Start of MATERIAL PROVIDED
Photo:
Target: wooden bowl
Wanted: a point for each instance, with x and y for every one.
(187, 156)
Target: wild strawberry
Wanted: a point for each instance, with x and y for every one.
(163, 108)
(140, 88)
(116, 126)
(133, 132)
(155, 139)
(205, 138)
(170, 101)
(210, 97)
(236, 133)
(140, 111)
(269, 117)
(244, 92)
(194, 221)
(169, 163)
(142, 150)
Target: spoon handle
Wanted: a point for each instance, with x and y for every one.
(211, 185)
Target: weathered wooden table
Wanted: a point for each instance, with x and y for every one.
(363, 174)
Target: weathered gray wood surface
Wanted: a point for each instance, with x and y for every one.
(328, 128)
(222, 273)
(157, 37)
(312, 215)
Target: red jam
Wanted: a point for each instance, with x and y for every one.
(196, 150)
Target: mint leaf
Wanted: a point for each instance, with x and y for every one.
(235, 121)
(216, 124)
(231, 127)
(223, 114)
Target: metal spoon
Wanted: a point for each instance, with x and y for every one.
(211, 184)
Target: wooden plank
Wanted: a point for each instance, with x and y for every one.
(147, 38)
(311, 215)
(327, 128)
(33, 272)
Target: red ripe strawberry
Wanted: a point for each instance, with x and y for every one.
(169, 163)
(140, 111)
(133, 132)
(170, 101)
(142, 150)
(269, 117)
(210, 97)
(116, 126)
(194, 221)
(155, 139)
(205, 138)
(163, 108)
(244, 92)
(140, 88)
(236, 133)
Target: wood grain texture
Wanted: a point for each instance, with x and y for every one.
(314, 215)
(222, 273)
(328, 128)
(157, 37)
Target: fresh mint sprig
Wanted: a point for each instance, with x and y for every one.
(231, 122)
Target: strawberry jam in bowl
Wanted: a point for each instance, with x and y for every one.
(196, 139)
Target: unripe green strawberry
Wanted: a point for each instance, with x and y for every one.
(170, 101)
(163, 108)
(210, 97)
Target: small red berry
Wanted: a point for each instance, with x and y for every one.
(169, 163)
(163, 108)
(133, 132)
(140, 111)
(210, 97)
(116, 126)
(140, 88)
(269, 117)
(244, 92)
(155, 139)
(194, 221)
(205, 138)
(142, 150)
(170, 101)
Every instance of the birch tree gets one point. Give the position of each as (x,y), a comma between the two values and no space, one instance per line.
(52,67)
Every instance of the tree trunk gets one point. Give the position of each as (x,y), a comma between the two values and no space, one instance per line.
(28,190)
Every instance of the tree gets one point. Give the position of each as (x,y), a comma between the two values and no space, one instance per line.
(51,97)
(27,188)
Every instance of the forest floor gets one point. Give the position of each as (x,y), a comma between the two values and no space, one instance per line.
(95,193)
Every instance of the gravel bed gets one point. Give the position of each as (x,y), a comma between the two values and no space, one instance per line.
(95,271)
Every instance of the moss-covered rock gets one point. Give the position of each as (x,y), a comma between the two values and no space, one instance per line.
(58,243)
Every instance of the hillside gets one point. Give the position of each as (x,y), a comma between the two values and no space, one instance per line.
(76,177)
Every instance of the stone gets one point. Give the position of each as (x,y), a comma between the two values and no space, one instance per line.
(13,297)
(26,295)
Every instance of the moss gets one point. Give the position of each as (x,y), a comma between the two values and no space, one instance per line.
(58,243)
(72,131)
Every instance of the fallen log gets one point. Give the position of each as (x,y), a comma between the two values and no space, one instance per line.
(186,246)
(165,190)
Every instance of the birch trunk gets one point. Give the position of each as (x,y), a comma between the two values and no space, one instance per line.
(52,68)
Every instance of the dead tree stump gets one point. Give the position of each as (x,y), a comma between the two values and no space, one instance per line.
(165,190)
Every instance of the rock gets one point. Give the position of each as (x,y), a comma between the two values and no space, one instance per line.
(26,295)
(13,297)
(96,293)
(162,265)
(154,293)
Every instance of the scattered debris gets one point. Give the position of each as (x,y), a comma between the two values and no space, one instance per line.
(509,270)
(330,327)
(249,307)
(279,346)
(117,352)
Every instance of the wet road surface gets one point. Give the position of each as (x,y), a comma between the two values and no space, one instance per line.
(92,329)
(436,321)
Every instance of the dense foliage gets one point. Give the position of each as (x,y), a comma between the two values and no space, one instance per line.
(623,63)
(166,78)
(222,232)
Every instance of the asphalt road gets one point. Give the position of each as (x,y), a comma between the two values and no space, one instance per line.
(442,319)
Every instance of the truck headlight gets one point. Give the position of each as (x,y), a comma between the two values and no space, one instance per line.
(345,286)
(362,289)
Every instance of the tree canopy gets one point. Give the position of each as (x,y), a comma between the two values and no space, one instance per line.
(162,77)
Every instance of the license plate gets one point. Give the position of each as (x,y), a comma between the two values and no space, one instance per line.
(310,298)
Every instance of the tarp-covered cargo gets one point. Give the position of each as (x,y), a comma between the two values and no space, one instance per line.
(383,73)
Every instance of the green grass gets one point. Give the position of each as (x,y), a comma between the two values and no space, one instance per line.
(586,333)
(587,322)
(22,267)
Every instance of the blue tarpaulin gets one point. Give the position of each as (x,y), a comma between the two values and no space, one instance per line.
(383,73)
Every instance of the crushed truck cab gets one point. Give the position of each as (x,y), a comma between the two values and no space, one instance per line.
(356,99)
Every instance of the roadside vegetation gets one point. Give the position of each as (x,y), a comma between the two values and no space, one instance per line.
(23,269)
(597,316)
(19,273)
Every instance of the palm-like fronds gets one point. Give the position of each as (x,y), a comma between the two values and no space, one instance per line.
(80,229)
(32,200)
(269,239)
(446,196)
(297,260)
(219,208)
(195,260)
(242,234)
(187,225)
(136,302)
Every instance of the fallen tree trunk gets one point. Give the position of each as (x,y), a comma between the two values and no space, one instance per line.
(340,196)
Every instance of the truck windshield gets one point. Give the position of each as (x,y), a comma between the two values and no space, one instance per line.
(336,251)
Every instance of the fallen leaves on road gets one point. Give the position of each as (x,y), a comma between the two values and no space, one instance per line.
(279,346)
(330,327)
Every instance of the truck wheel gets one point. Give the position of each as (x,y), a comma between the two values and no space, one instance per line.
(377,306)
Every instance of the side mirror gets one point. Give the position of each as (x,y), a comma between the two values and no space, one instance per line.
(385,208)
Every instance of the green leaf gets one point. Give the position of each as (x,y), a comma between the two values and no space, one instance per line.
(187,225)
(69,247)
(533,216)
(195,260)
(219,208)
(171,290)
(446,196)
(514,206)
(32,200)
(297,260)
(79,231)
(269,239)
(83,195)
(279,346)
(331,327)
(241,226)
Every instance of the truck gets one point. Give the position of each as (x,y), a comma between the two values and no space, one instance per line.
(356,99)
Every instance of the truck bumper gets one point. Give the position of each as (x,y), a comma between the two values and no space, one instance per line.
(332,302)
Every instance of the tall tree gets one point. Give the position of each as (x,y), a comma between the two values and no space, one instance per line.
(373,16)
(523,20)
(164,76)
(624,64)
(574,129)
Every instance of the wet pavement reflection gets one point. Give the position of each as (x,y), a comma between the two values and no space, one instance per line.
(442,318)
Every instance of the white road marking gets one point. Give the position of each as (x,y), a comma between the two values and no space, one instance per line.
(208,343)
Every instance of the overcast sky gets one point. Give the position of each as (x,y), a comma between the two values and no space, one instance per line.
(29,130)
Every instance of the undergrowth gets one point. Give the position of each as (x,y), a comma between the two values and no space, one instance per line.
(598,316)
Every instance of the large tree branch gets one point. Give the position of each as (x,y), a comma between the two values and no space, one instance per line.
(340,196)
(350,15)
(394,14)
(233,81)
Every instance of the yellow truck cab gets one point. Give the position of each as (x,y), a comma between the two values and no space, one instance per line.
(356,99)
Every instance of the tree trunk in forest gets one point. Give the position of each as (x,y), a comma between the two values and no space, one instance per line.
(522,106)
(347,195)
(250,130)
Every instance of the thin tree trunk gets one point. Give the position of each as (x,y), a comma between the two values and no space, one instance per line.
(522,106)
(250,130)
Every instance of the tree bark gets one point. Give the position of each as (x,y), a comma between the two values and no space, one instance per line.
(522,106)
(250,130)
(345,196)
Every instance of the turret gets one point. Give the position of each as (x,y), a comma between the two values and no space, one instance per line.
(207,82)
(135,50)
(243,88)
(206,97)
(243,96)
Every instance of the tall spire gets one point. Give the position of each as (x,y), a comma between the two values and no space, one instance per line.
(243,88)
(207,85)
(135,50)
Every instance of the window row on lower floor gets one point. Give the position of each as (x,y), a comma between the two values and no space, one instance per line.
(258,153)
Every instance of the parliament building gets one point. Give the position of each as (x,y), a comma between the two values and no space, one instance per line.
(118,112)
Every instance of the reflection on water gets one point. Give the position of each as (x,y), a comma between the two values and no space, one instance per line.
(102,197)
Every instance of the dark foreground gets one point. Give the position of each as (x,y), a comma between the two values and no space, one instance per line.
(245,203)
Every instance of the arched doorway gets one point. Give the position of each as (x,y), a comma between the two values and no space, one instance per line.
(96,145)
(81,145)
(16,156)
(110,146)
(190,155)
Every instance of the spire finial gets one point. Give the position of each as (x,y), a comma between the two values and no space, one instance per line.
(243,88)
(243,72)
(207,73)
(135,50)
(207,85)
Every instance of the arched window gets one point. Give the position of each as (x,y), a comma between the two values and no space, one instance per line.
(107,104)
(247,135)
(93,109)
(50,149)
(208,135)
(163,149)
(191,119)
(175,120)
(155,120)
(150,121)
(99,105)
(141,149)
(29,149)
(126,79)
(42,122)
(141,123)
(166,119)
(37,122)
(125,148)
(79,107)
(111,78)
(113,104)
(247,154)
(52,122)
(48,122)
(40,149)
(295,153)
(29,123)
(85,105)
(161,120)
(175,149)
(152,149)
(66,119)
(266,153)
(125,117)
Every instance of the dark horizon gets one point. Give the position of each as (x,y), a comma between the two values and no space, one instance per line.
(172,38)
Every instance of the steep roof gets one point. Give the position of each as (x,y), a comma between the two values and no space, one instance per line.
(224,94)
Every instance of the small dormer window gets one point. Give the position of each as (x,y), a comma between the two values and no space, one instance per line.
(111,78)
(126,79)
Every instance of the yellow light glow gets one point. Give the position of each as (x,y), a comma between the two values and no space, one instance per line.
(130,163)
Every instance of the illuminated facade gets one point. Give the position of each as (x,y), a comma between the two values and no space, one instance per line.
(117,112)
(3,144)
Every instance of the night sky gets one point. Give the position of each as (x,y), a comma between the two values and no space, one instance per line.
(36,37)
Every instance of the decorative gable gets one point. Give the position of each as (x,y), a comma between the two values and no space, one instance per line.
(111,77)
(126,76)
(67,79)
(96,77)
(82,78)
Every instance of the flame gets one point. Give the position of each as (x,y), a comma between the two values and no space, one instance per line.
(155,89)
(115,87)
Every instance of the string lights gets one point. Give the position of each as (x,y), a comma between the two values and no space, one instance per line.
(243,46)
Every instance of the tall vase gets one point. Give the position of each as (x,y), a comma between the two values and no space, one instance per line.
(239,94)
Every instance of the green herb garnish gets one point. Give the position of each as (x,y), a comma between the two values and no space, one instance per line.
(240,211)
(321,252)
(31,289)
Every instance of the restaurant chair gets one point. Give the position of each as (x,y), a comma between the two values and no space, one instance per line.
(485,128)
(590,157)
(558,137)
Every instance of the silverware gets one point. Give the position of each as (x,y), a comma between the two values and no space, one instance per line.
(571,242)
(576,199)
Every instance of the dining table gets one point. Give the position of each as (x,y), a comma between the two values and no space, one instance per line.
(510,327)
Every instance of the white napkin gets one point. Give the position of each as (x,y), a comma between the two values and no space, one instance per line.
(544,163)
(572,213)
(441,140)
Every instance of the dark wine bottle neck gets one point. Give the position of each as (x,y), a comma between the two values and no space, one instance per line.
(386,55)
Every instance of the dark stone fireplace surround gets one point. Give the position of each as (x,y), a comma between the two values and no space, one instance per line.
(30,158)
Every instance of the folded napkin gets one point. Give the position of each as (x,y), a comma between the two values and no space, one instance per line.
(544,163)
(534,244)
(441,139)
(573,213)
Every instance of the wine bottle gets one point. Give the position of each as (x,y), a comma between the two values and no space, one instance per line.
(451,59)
End of MATERIAL PROVIDED
**PROBLEM DETAILS:** Starting with the line that contains "Every instance of the green herb", return each line through the last one of the data above, exactly as written and nothing more.

**RESULT BELOW:**
Every instance of the green herb garnish gets one point. Give the position of each as (x,y), a comma between the two values and no space, one instance per line.
(240,211)
(321,252)
(31,289)
Every instance of the restaurant chair gets one point. Give the position of each as (x,y), a comma between the two values and no space, one instance per line.
(485,128)
(590,157)
(558,137)
Every instance of the silverware gets one point. Give the position of each as (x,y), a comma between the two values and no space, one instance per line.
(571,242)
(576,199)
Every instance of the dining table gets one point. Give the position of each as (x,y), a comma between the two values and no space, one instance per line.
(510,327)
Every instance of the white napkin gets one point. Give the position of each as (x,y), a comma between the two values and no space, one instance per line.
(544,163)
(572,213)
(441,140)
Every instance of the dark wine bottle neck gets one point. Give the position of each as (x,y), a comma between the two values and no space, one instance per line.
(386,55)
Every instance of the dark stone fireplace surround gets one point. Give the position of each as (x,y), a comma between the two values and no space, one instance per line.
(30,158)
Every instance of the folded napkin gets one point. Give the position of each as (x,y), a comma between the two values and no space, one instance per line.
(544,163)
(534,244)
(441,139)
(573,213)
Every instance of the wine bottle gets one point. Give the position of each as (x,y), a comma between the two values and no space, one instance per line.
(451,59)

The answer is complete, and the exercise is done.